What is needed
Reproduce the entries below verbatim, omitting the pictures from your reply.

Listed records
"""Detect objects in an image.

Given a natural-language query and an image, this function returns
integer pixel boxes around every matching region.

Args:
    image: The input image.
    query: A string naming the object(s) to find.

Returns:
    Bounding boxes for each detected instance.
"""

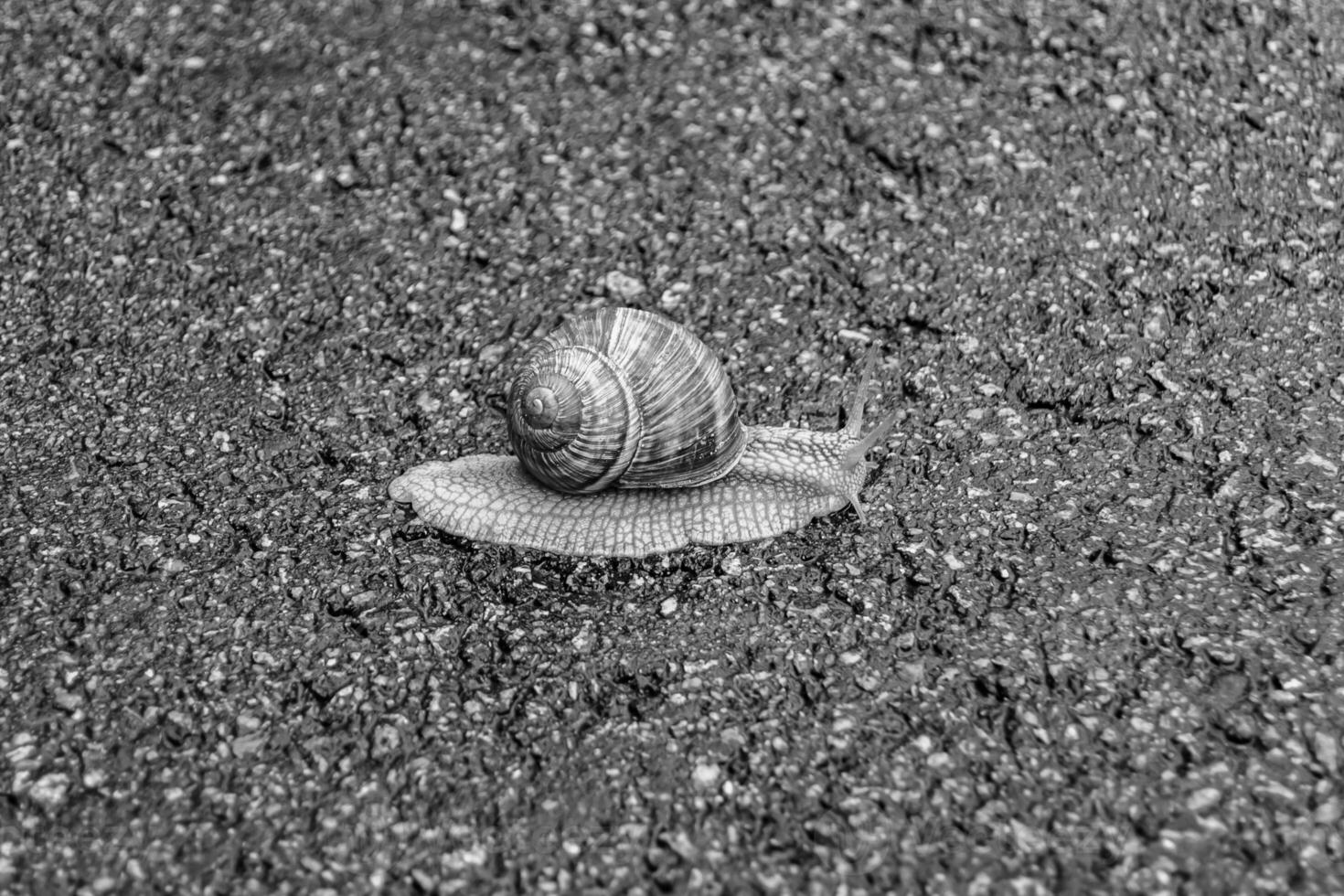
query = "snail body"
[389,309,895,556]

Output
"""Detect objects in an image.

Given a natural-language query and an image, this function returns
integer pixel boxes around every matching region.

Args:
    image: The input image.
    query: A string naming the object(s) to find.

Returns:
    Bounding boxes for each detected instance.
"""

query = "snail body"
[389,309,895,556]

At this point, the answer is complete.